- Required work
Convert the whole listing below into a numbered list, one line per item, omitting any blank lines.
━━━━
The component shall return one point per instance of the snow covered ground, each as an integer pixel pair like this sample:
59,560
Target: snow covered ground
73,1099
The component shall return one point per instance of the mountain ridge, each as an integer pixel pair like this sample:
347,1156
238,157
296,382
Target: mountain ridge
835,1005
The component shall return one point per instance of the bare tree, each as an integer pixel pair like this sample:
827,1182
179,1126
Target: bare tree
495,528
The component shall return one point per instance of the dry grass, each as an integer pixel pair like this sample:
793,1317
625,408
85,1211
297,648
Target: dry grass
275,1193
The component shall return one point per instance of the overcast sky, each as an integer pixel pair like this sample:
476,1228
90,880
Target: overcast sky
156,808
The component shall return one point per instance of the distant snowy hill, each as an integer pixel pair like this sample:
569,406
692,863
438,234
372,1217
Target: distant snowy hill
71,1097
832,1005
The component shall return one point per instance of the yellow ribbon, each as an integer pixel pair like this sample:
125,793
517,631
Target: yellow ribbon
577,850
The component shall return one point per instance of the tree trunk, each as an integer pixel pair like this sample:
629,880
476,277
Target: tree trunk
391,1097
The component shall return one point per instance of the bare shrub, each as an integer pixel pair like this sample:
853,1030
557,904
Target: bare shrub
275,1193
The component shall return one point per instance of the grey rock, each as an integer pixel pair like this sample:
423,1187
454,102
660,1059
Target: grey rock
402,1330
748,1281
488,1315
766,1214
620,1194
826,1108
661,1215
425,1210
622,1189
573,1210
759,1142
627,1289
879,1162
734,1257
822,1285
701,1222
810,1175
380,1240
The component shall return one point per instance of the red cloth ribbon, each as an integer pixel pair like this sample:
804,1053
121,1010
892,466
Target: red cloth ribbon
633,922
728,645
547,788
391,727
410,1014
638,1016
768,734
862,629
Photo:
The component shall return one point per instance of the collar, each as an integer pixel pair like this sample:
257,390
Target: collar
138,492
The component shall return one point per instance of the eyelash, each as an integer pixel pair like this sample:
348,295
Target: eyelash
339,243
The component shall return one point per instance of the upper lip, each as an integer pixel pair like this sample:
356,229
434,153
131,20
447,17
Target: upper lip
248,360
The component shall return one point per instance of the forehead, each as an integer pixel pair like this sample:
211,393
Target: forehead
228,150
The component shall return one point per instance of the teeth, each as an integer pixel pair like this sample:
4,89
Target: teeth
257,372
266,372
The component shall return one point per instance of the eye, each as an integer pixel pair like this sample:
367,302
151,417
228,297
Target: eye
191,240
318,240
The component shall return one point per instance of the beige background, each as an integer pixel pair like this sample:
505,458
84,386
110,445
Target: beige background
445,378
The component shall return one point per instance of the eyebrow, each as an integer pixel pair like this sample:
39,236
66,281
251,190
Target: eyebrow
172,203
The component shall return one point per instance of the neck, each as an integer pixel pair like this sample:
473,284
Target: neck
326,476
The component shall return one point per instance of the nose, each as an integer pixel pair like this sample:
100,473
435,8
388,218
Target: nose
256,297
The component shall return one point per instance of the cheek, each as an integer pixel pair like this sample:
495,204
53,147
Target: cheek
━━━━
- Complete output
1. The component shall return one point per instance of the snow covered ground, each as an integer pixel pair like this sample:
2. 59,560
3. Target: snow covered ground
4. 73,1099
5. The component shall return one point per instance of the mountain ridge, each as an integer pixel pair like this sample:
6. 347,1156
7. 238,157
8. 296,382
9. Target: mountain ridge
10. 835,1005
11. The component shall return one point per instance of the bare tree, each as an integer pixel pair like this sample:
12. 827,1182
13. 179,1126
14. Target: bare tree
15. 495,528
16. The component shall return one point per instance of the dry grass, each as an integer pixel pair like this sample:
17. 793,1317
18. 625,408
19. 85,1211
20. 297,648
21. Target: dry grass
22. 275,1193
23. The component shall return one point per instance of the overcast sky, each as an integer pixel pair like this sample:
24. 476,1228
25. 90,880
26. Target: overcast sky
27. 156,808
28. The component shall return one point per instance of the distant snowy hill, each as an integer pixel pair like this sample:
29. 569,406
30. 692,863
31. 438,234
32. 372,1217
33. Target: distant snowy hill
34. 71,1097
35. 832,1005
36. The component shall return one point per instance of the yellow ribbon, each as an integer pixel pair like this sample:
37. 125,793
38. 517,631
39. Target: yellow ribbon
40. 577,850
41. The component shall return one point per instance of the tree trunk, each as an integer pixel pair like this sample:
42. 629,880
43. 476,277
44. Target: tree trunk
45. 391,1097
46. The component shall return one point per instance of the bare shrub, each as an integer pixel pair like this sample:
47. 853,1030
48. 557,904
49. Target: bare shrub
50. 275,1193
51. The component shall return one point per instance of the grey rock, each as an integer pixel pair like this sample:
52. 423,1187
53. 454,102
54. 660,1059
55. Target: grey rock
56. 402,1330
57. 748,1281
58. 488,1315
59. 766,1214
60. 620,1194
61. 826,1108
62. 661,1215
63. 425,1210
64. 622,1189
65. 573,1210
66. 759,1142
67. 627,1289
68. 879,1162
69. 734,1257
70. 822,1285
71. 701,1222
72. 810,1175
73. 380,1240
74. The component shall return one point per instance of the red cloth ribbon, each as an integer pixel pair like this sample:
75. 804,1053
76. 121,1010
77. 892,466
78. Target: red cloth ribbon
79. 633,922
80. 728,645
81. 547,788
82. 391,727
83. 410,1014
84. 638,1016
85. 768,734
86. 862,629
87. Photo:
88. The component shall return one point per instance of the collar, each as an integer pixel pair like this sample:
89. 257,390
90. Target: collar
91. 138,492
92. The component shall return one point per instance of the eyelash, each as an integer pixel pair like this sample:
93. 348,295
94. Target: eyelash
95. 339,243
96. The component shall return one point per instance of the upper lip, each as an integer pixel pair like this sample:
97. 356,229
98. 434,153
99. 131,20
100. 447,17
101. Target: upper lip
102. 248,360
103. The component shall return one point per instance of the forehead, each as an integer pixel pair like this sample:
104. 211,393
105. Target: forehead
106. 228,150
107. The component shall return one point per instance of the teeth, each as an integer pixel pair like this sample:
108. 4,89
109. Target: teeth
110. 257,372
111. 266,372
112. The component shall return one point per instance of the eye, each as an integer pixel pair like this sample:
113. 367,302
114. 151,417
115. 228,297
116. Target: eye
117. 191,240
118. 318,240
119. The component shall return one point per instance of the beige background, each as an integer pixel pair like this sample:
120. 505,458
121. 84,386
122. 110,445
123. Target: beige background
124. 445,378
125. The component shall return one point per instance of the eyebrow, each as an integer pixel pair like this sample:
126. 39,236
127. 66,281
128. 251,190
129. Target: eyebrow
130. 172,203
131. The component shall return one point per instance of the neck, each as an integer pixel pair like this sample:
132. 473,284
133. Target: neck
134. 326,476
135. The component shall return one point per instance of the nose, each as an integer pixel pair like this sample:
136. 100,473
137. 435,8
138. 388,218
139. Target: nose
140. 256,297
141. The component shall return one point per instance of the cheek, each as an integer pixel pair like this sample:
142. 495,204
143. 53,147
144. Target: cheek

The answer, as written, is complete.